> **Problemler ve Görevler**:
A - Muhalefet üzerine yazıya göre Zaza Dayı karakterini hangi sanatçı, hangi dizide canlandırmıştır?
B - Muhalefet üzerine yazıyı son cümlesinden sonra kaldığı yerden devam ettirin.

Bursalı tiyatro sanatçısı Ali Sürmeli’nin Kurtlar Vadisi dizisinde canlandırdığı Zaza Dayı isimli sevimli mafya karakteri hep şöyle söylerdi ya “Ben fakir sevmiyim, zengin seviyim” diye!..
Ben de iktidar sevmiyim, hep muhalefet seviyim!
Hatta öyle ki, bu gün iktidar olan yarın muhalefete düştüğü vakit onu daha çok seviyim, merkepten indikten sonraki hallerine üzülüp, daha çok koruyup kolliim açıkçası!
Hele hele üç beş kuruş nemalanıp, iki kemik yaladıktan sonra ya da siyasi beklentileri nedeniyle belediye başkanı öven, dili yalayıp durmaktan ötürü artık içinde iyice şişen paçoz gazetecilere de gıcık oliim!
Bu memlekette yaşayan herkes her şeyin farkında; bilmiyorlar ki zavallı, acınası duruma düşüyorlar milletin gözünde Mudanya’nın Parkı’nda.
Diğer yandan bu memleketin en büyük siyasi sorunu “muhalefet yetersizliği” sorunu değil mi sevgili okurlar?
CHP’si, MHP’si, DP’si ve de DSP’siyle doğru dürüst, olması gerektiği gibi etkili bir muhalefet ortamı oluşturulsun inanın şu anda iktidarın yaşayıp da yaşattığı problemlerin yüzde biri olmaz.

> **Veri Satırları**:
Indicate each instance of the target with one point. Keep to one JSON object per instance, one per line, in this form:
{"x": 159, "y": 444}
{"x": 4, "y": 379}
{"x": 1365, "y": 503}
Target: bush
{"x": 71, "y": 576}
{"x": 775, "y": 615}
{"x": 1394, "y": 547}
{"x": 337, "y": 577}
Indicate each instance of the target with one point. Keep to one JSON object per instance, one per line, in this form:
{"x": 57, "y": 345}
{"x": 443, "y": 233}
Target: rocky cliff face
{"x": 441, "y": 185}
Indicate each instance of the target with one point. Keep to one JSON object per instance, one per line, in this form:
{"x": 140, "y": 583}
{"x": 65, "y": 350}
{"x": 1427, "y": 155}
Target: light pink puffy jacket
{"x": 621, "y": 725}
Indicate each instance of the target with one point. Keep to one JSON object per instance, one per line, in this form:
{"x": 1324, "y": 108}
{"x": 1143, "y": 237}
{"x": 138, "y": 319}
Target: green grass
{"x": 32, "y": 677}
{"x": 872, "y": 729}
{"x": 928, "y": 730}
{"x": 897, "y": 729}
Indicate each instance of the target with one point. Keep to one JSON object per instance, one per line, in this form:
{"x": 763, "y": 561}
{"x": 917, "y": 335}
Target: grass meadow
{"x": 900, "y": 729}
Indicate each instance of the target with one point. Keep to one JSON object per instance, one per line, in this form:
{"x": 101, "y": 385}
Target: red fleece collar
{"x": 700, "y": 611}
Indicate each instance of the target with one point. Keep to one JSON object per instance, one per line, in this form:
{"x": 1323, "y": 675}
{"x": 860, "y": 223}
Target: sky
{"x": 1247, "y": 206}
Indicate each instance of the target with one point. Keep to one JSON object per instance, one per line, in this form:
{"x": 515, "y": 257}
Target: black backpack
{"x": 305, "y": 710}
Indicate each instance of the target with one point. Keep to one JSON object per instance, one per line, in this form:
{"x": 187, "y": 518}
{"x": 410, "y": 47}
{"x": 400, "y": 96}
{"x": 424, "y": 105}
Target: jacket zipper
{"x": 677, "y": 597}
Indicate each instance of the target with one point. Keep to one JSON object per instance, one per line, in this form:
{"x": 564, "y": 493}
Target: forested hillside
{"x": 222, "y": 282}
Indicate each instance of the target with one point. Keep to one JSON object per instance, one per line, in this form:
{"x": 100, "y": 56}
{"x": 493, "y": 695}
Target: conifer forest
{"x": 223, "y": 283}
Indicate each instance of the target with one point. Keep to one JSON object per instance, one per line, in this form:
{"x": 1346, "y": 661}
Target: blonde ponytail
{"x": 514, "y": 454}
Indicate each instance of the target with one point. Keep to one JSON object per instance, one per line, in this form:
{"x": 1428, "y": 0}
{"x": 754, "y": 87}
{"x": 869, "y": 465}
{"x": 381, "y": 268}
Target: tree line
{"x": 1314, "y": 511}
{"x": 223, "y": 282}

> **Görevlerin Cevapları**:
A - Bursalı tiyatro sanatçısı Ali Sürmeli, Kurtlar Vadisi dizisinde.

B -
Osmangazi Belediye eski Meclis Üyelerinden Mimar Osman Ayradilli ikide bir arayıp da “Allah aşkına sert yazma; seni uzun seneler okumak istiyorum” deyip duruyor telefonda.
Dün ziyaret ettiğimiz Diş Hekimi, AKP’nin Nilüfer Belediye eski başkan adaylarından ve İl eski yöneticisi Tahsin Bulut da benzer şeyler geveleyip durdu ağzında.
Doktorcuğum sağ olsun, siyasi yaşamında onca aday göstermelere rağmen seçilip de iktidar olmayı bir türlü başaramadı ve Orta doğu ve balkonların en şanssız siyasetçisi rekorunu kırıp Guinness Rekorlar Kitabı’na girmeyi başardı ama…
Bendeniz yedi yaşından beri dişçi koltuğuna oturup da meslektaşları hiç kusura bakmasınlar, onca diş hekimi gezip tanıyan biri olarak kendisi benim gözümde en birinci, best doktordur ayrıca; ağız ve diş sağlığım konusunda asla vazgeçemeyeceğim.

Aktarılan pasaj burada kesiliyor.